• _Problem_: Search the listing below for the line containing "Target: tree shadow on grass". From there through the line containing "[locate] white cloud", transcribe every line exactly, both ends included.
Information shown below:
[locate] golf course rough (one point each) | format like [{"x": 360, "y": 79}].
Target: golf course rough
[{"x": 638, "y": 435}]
End of Information shown.
Information shown below:
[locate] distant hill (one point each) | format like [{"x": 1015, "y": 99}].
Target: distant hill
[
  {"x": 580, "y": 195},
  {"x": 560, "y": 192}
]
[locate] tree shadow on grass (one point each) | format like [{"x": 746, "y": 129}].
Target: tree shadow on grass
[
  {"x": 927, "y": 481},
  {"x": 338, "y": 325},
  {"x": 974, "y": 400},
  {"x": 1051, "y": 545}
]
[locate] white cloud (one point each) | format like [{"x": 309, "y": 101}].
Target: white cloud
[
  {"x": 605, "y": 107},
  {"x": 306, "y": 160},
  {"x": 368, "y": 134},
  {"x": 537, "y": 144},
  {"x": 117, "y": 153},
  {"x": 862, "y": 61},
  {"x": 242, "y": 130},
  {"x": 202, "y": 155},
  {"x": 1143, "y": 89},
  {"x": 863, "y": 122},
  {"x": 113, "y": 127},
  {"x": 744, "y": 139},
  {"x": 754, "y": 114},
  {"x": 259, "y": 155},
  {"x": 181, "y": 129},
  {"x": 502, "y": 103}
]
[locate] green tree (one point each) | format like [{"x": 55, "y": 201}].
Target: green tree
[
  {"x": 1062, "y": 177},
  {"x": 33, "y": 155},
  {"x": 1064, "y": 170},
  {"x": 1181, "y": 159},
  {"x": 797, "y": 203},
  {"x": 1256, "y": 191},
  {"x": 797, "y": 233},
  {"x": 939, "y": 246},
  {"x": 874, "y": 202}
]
End of Information shown.
• _Solution to this exercise_:
Target: tree shadow on grass
[
  {"x": 927, "y": 481},
  {"x": 338, "y": 325},
  {"x": 974, "y": 400},
  {"x": 1051, "y": 545}
]
[locate] white cloud (one point each) | format like [{"x": 309, "y": 101}].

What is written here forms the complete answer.